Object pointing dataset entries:
+---+

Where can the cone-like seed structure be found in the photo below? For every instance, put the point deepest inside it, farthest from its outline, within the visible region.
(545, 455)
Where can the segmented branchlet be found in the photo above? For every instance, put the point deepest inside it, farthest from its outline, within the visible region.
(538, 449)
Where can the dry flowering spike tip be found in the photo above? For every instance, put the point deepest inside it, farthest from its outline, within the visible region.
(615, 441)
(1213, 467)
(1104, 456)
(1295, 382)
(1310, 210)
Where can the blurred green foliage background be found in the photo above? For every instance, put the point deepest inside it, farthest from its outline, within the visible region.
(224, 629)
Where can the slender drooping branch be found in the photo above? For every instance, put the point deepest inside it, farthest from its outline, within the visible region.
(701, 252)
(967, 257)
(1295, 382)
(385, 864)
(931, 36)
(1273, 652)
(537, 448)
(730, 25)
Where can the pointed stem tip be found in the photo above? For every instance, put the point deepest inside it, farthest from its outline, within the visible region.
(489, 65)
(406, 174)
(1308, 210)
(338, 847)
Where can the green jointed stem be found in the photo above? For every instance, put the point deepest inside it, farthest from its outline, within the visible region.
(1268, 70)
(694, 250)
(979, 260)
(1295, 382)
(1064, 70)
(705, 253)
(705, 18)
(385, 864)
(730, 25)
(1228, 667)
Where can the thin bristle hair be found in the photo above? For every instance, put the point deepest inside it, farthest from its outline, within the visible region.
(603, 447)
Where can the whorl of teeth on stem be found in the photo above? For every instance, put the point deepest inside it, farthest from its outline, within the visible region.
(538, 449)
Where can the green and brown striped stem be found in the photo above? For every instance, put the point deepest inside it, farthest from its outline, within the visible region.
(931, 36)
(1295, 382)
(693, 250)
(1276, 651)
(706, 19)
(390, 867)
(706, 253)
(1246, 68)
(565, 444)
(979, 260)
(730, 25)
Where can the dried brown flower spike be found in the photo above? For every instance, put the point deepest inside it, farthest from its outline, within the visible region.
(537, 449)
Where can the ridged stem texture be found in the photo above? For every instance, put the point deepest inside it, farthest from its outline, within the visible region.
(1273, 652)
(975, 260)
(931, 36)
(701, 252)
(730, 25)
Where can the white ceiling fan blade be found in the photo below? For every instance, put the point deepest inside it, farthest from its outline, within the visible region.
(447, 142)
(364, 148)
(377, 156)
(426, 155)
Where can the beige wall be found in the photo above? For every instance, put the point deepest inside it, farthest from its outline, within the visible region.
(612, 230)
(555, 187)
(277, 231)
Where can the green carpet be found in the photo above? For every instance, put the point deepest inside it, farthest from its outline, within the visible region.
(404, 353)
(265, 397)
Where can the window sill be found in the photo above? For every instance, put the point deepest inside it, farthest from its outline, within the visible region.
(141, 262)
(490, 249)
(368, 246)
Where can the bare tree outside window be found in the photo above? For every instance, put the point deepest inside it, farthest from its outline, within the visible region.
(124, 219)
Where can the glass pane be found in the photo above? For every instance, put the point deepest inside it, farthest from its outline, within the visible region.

+---+

§ WORK TO BE COMPLETED
Put every line from the one containing "Where can the bare" through the last line of the entries, inclusive, into a Markdown table with the columns Row and Entry line, skipping any blank lines.

§ RESULT FOR THIS TASK
| Row | Entry line |
|---|---|
| 1 | Where can the bare tree outside window be found in the photo above? For every instance, put the point deepest inside it, farthest from its outline, within the visible region. |
| 2 | (124, 219) |
| 3 | Where can the glass pane be found in the photo above? For every instance, put the point deepest inside it, farthest from its outline, within the visible region. |